§ **The input**:
☆ ☆ ☆ ☆ ☆

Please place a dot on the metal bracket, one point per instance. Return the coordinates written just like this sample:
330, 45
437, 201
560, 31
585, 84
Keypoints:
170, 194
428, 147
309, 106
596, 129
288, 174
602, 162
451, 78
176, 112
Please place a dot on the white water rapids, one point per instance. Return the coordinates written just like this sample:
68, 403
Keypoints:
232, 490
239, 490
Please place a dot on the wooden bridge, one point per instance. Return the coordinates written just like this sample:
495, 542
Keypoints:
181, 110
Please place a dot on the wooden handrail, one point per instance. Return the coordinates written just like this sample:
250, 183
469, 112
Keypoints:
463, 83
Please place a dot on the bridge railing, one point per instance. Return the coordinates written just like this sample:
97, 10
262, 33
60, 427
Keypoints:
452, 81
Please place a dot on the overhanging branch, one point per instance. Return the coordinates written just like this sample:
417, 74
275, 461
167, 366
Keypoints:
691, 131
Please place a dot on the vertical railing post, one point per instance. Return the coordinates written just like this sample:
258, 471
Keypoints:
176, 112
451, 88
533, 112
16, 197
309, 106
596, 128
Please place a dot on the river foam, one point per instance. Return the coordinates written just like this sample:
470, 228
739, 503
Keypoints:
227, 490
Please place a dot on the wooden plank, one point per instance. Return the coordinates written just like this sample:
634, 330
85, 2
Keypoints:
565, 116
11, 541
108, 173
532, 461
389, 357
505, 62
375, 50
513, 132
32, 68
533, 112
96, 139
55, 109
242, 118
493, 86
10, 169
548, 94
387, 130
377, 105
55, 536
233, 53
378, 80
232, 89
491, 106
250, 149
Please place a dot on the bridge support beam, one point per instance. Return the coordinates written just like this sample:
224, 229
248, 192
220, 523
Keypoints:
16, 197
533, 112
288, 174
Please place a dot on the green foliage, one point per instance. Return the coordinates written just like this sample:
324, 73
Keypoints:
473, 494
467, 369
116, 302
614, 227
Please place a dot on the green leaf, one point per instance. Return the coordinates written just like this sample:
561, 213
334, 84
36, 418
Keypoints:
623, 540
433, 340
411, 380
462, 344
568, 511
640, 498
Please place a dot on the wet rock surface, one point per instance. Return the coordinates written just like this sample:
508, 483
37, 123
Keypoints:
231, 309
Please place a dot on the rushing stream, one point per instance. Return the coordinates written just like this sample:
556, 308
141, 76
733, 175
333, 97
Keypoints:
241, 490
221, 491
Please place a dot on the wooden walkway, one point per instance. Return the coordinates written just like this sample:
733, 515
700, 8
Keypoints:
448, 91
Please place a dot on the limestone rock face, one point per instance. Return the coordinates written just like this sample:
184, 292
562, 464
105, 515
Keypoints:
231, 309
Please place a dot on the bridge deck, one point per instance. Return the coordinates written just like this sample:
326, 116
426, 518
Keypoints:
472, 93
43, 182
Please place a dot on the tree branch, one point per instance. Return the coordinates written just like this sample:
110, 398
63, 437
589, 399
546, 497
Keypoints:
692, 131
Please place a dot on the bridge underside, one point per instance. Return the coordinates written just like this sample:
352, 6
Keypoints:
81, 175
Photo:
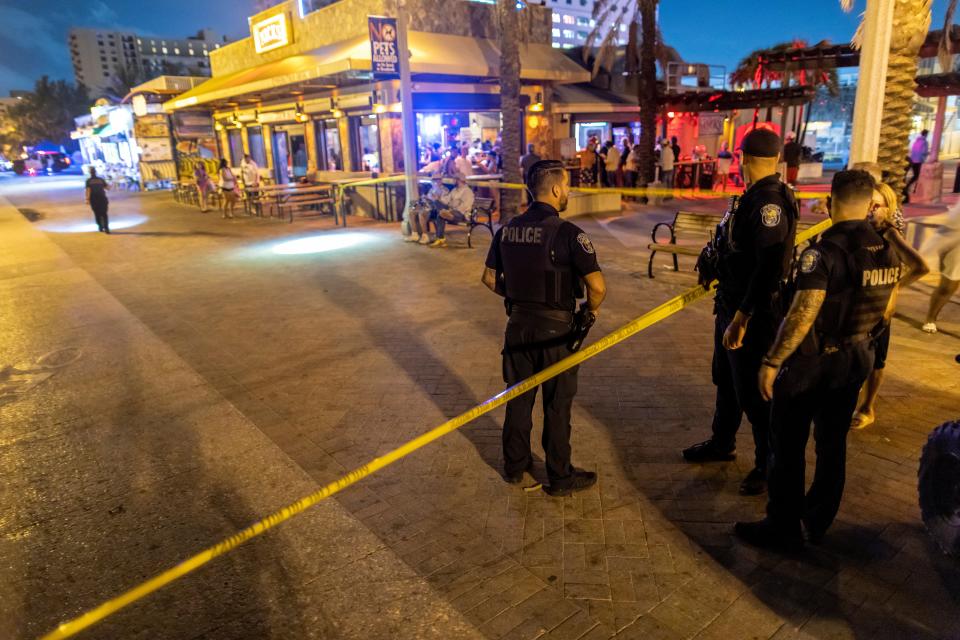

☆ ☆ ☆ ☆ ☆

Pull out each line of the material above that contains the word "rock", copying every such line in full.

§ **In response**:
Please place a dot on the wet rock surface, one point per instance. Return the coordinates written just like this sample:
Please place a dot on the limestone rock face, one point per instance. Return the coordinates written just like this sample:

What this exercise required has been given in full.